Given exercise -> List every line of the rows below that contains the word "jacket", matching case exactly.

Input rows ->
···

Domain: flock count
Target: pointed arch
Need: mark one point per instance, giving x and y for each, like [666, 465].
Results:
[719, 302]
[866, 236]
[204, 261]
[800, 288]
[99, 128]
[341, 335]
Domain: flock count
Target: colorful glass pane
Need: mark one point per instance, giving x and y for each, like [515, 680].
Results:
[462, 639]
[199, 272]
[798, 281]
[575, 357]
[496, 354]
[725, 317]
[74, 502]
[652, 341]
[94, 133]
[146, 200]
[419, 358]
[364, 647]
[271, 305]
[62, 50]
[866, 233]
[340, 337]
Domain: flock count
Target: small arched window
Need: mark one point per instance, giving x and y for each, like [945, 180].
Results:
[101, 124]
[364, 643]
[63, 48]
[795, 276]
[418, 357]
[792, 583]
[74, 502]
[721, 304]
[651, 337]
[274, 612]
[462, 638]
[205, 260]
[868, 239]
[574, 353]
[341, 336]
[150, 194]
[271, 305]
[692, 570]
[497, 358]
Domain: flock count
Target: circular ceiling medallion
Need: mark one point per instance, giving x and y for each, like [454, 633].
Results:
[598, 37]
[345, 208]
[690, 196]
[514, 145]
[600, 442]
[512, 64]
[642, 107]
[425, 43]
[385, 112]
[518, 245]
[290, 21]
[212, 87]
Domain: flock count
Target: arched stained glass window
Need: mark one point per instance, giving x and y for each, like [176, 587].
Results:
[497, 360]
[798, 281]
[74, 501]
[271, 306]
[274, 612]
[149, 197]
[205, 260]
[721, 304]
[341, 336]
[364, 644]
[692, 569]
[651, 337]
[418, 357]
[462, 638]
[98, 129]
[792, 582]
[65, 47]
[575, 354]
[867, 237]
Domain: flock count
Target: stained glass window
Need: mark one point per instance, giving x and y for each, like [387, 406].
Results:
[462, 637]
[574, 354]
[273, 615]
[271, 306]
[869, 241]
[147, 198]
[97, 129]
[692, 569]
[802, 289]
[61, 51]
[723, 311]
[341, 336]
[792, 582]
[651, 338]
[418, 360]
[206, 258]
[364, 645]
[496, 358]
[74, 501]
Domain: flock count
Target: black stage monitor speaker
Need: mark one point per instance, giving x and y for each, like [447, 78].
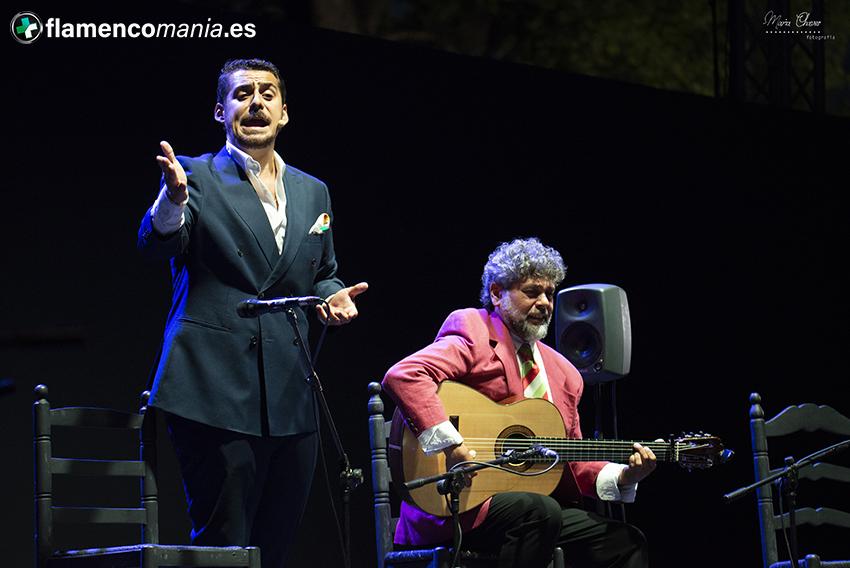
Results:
[593, 331]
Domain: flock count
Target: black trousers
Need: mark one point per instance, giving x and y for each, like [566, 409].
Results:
[524, 528]
[244, 490]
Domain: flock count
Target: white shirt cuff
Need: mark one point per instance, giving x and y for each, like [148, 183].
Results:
[166, 217]
[439, 437]
[607, 488]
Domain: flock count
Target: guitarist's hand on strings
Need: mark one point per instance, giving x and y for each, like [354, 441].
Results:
[641, 464]
[458, 454]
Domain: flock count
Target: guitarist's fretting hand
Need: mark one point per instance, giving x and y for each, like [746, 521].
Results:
[641, 464]
[458, 454]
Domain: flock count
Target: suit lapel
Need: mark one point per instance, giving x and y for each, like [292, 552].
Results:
[503, 347]
[242, 197]
[296, 224]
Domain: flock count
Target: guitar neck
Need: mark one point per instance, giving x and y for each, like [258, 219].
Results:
[605, 450]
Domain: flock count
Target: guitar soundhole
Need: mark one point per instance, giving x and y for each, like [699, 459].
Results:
[514, 438]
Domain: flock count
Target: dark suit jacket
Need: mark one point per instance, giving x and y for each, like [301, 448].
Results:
[474, 347]
[216, 367]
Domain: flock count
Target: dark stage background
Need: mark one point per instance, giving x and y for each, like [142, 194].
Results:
[725, 224]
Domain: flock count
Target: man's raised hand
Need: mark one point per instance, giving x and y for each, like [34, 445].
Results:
[175, 177]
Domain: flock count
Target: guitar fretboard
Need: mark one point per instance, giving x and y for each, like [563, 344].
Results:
[594, 450]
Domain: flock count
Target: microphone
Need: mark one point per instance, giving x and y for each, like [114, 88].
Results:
[546, 452]
[532, 452]
[252, 307]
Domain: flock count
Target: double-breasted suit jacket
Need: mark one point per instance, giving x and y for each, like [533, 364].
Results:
[216, 367]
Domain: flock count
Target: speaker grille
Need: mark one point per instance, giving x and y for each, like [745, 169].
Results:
[582, 344]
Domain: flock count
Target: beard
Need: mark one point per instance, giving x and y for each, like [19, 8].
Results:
[519, 324]
[257, 141]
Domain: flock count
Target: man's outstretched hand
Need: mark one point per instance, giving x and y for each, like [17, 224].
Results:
[342, 307]
[175, 176]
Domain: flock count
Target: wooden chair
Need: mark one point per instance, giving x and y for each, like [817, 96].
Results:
[385, 523]
[149, 553]
[795, 419]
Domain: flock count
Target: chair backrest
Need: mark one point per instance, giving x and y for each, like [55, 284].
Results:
[384, 522]
[84, 420]
[794, 419]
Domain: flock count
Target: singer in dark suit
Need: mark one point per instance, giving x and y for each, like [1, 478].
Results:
[235, 225]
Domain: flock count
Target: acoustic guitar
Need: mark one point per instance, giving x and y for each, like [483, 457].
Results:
[493, 429]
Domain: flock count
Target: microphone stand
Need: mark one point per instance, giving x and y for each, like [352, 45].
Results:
[789, 475]
[349, 478]
[453, 482]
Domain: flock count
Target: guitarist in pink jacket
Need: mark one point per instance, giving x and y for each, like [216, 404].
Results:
[497, 351]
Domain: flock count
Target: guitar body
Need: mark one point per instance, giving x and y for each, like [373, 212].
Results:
[492, 429]
[487, 427]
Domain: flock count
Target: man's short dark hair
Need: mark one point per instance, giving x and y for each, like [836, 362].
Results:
[246, 65]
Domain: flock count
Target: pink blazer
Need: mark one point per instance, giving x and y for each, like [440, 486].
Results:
[474, 347]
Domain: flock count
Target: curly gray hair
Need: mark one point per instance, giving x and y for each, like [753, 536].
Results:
[519, 260]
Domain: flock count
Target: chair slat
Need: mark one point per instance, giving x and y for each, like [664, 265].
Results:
[821, 470]
[132, 516]
[815, 517]
[83, 417]
[125, 468]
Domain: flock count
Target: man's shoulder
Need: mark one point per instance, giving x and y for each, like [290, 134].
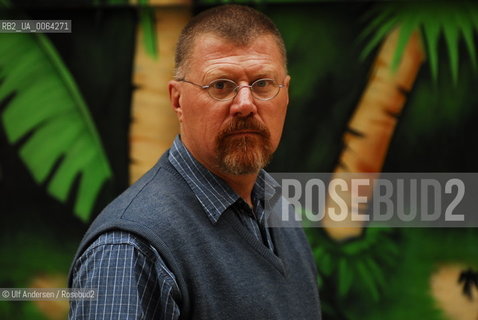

···

Solution to this problem ->
Target: dark suit jacket
Target: double-breasted suit jacket
Target: guitarist in pink jacket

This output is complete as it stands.